━━━━━ PASSAGE PROVIDED ━━━━━

Wednesday, 24 September 2008

Weary and feeble

That's how I feel, weary and feeble. There's no let-up, is there? I just keep comparing my job to other more normal jobs. Like, if I reached this state of weariness in an office job, I'd just book off Friday or Monday and have a long weekend, go and blow away the cobwebs, and not have to worry about spending my days off marking and planning and never really feeling like I'm getting a break.

And if I was in one of my previous jobs of office chair races and rubber-band flicking, I could just sneak an extra-long lunch break or spend twenty minutes browsing exotic holiday destinations on the internet. But I can't. Instead it's an endless treadmill of education-education-education. Or rather, aggro-cheek-backchat. If it was just the education bit I'd be laughing. I love the education bit. It's what I became a teacher for.

What wears me down and out is the constant scrutiny. Everything I do involves me being watched and judged. Foucault's vision of a carceral system rings hauntingly true... and here's a snippet from font of all knowledge (and master of none) Wikipedia:

In examining the construction of the prison as the central means of criminal punishment, Foucault builds a case for the idea that prison became part of a larger “carceral system” which has become an all-encompassing sovereign institution in modern society. Prison is one part of a vast network, including schools, military institutions, hospitals, and factories, which build a panoptic society for its members. This system creates “…disciplinary careers…” (Discipline and Punish, p. 300) for those locked within its corridors.

━━━━━ DATA EXCERPTS ━━━━━

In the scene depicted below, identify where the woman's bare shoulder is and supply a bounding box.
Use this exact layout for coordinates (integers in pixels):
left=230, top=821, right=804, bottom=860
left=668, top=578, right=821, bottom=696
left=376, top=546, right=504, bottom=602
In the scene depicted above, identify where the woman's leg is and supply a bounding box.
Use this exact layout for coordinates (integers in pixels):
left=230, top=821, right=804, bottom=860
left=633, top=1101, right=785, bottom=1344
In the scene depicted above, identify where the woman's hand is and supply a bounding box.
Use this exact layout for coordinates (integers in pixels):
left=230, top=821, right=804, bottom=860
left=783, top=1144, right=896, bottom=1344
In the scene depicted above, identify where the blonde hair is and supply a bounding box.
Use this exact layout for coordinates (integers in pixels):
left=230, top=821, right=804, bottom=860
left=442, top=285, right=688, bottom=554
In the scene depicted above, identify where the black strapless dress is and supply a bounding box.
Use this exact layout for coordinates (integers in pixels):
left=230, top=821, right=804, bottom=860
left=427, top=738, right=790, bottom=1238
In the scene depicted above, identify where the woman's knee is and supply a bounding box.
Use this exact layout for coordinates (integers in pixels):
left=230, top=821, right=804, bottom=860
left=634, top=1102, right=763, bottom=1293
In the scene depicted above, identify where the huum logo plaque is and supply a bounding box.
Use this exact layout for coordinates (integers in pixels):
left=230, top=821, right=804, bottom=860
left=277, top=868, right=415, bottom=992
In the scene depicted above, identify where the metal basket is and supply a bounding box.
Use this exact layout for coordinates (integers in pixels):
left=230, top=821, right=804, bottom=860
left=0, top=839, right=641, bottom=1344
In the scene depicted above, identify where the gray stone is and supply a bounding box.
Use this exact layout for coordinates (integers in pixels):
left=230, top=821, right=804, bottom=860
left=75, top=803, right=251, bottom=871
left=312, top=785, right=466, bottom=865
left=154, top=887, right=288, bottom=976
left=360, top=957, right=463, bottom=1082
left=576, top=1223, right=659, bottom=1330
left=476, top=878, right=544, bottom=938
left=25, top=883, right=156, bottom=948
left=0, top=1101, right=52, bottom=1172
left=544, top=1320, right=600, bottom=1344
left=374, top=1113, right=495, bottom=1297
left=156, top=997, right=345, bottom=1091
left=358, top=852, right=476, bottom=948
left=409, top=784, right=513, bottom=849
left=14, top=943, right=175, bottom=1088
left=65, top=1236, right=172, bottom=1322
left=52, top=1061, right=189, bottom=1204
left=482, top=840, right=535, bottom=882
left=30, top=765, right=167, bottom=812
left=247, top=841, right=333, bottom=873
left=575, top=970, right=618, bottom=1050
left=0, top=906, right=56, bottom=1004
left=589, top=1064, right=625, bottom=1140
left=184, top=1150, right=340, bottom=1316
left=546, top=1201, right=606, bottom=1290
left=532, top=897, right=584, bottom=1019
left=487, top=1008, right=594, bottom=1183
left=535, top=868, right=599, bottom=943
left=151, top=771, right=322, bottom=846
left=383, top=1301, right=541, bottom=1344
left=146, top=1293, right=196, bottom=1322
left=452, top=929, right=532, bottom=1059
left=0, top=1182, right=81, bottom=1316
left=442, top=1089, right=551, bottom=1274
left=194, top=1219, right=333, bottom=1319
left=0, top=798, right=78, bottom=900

━━━━━

**WORK REQUIRED**
In the blog post, what part of the job does the writer say is the reason for becoming a teacher? The data that come after the blog post have no connection to it.

**RESPONSE AREA**
The education part of the job.